What is expected: Below are records; give the number of their lines that hold the word "flower", and write nothing more.

Information supplied:
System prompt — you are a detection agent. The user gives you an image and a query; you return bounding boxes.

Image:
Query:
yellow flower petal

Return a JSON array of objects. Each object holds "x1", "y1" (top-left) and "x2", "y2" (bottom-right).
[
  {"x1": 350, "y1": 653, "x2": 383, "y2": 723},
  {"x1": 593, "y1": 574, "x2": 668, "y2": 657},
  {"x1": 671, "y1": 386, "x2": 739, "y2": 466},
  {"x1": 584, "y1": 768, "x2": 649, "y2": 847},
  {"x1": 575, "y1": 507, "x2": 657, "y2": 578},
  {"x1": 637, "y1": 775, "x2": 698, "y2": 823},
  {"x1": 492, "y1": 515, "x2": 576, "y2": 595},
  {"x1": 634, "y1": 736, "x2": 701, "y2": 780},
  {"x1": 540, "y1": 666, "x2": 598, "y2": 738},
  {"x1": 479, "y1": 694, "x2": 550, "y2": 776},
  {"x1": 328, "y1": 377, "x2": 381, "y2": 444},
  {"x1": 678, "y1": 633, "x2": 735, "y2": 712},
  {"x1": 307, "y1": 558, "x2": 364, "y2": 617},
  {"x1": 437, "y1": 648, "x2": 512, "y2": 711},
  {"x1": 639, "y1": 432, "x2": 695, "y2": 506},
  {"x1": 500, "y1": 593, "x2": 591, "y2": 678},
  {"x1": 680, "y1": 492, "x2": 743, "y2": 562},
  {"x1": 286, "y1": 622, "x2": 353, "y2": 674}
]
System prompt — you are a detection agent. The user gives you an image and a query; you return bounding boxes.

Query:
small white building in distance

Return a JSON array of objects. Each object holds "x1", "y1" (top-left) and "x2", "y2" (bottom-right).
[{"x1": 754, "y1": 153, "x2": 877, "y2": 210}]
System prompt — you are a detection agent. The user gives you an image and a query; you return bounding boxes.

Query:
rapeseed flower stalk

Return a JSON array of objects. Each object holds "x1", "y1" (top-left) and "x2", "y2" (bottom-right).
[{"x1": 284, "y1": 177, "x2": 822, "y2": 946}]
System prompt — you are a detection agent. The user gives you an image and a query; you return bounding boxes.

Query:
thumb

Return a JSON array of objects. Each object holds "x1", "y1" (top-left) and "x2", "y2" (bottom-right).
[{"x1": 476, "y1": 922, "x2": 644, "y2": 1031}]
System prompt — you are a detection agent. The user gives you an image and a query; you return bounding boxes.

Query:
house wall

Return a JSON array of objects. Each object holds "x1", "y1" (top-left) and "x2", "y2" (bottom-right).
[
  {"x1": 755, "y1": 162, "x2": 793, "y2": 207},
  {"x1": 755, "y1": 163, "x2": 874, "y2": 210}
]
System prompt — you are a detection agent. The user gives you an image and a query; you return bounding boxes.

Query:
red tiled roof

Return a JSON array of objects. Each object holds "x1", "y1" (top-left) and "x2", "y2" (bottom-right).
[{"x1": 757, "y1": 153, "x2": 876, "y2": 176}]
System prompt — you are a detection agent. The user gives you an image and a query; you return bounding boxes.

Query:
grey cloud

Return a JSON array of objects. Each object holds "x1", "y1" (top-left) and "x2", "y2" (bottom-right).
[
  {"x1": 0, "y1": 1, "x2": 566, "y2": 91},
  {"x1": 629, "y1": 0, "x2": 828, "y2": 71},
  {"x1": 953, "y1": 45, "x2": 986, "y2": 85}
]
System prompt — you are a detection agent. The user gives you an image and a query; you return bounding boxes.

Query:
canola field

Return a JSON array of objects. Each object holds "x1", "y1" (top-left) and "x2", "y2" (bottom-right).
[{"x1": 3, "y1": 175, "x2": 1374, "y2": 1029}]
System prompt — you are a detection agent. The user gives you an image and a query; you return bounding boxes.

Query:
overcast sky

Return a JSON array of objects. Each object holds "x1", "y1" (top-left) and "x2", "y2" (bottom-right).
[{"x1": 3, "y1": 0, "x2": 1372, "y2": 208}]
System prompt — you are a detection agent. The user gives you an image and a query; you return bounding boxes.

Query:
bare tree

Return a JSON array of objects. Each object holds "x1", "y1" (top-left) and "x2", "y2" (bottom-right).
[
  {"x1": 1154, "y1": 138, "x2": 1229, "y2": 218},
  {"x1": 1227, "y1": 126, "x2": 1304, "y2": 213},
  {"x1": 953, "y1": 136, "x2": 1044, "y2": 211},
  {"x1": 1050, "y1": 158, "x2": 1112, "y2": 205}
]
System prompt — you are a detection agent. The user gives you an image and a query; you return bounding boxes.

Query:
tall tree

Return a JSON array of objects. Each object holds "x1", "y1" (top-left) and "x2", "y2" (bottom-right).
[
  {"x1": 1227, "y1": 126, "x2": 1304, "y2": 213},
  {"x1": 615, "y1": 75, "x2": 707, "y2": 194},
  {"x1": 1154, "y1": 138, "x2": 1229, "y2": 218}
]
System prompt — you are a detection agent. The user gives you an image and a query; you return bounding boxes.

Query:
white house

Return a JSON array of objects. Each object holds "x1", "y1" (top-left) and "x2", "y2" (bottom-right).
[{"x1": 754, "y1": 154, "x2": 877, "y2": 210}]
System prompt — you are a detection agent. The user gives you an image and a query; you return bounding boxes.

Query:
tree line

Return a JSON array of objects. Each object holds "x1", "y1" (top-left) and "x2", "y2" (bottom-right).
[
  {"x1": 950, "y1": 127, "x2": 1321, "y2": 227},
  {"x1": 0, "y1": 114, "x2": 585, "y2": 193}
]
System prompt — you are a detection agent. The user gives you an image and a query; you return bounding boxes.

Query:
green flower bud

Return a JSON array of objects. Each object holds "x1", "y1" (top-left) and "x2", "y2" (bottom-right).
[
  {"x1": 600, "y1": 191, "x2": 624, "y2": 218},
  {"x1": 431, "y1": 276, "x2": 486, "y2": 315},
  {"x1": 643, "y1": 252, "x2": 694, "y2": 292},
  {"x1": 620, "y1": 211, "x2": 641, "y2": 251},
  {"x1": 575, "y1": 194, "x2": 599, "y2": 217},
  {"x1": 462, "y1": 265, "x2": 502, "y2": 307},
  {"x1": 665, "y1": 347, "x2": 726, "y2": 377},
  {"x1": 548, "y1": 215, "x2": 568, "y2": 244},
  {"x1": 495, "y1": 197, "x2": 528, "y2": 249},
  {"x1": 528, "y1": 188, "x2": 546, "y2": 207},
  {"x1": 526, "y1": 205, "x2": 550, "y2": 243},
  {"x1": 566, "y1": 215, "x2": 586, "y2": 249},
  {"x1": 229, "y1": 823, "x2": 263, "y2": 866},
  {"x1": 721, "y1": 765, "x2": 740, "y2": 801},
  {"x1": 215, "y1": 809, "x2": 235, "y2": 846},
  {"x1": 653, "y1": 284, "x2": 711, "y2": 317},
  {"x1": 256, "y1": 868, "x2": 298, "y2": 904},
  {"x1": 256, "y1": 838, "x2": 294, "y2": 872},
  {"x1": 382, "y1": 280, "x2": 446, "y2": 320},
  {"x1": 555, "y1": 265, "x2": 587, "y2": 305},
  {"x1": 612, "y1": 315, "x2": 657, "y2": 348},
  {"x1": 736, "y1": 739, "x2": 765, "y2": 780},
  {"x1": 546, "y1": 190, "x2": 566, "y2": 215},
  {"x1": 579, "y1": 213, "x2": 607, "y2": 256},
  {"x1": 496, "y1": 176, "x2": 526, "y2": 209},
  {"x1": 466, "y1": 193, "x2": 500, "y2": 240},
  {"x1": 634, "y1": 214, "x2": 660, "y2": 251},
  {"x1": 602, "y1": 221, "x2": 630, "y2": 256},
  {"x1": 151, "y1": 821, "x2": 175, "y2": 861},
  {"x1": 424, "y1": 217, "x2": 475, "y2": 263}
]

Task output: 3